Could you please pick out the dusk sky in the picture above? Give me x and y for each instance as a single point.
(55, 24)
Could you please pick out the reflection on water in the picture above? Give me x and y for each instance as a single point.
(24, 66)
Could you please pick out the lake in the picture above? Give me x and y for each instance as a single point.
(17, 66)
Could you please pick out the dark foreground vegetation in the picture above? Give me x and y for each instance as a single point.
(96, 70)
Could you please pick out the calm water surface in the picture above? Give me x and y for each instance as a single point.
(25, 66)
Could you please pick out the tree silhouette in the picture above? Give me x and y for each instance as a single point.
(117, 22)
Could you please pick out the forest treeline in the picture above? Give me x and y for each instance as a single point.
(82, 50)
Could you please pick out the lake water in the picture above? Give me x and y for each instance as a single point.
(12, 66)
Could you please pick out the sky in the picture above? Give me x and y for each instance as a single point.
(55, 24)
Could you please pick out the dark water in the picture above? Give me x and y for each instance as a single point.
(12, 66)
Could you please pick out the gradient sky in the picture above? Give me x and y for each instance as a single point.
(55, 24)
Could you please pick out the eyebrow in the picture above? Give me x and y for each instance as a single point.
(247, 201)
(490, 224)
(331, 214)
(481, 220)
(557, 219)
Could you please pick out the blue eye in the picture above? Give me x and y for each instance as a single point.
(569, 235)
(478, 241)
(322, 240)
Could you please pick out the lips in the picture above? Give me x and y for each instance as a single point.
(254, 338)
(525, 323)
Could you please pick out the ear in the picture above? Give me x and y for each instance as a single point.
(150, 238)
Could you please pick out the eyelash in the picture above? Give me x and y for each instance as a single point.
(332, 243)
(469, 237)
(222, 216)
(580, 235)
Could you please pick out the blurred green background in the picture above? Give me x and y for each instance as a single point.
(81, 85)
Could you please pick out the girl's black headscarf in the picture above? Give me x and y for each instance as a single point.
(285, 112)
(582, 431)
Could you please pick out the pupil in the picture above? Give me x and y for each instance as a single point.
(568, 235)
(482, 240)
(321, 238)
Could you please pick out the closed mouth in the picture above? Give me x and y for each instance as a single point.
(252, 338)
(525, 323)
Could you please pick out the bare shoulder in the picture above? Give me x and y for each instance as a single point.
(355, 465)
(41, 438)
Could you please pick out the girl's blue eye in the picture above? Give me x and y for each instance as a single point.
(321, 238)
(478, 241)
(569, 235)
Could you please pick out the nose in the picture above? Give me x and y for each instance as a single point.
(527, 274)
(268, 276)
- - -
Exercise goal »
Recast the records from the line containing "Could you please pick out the bare" through the last line of the records as a JSON list of strings, with one string per line and blank lines omitted.

Answer below »
[
  "Could you please pick out the bare shoulder in the picture above? Give me x and y for each instance as a single point.",
  "(355, 465)",
  "(41, 438)",
  "Could you please pick out the girl's blue eye in the picture above? Give me x and y for each instance as a single point.",
  "(321, 238)",
  "(478, 241)",
  "(569, 235)",
  "Could you please pick out the nose in the picture above? Give me x and y for each instance as a single point.",
  "(527, 274)",
  "(268, 276)"
]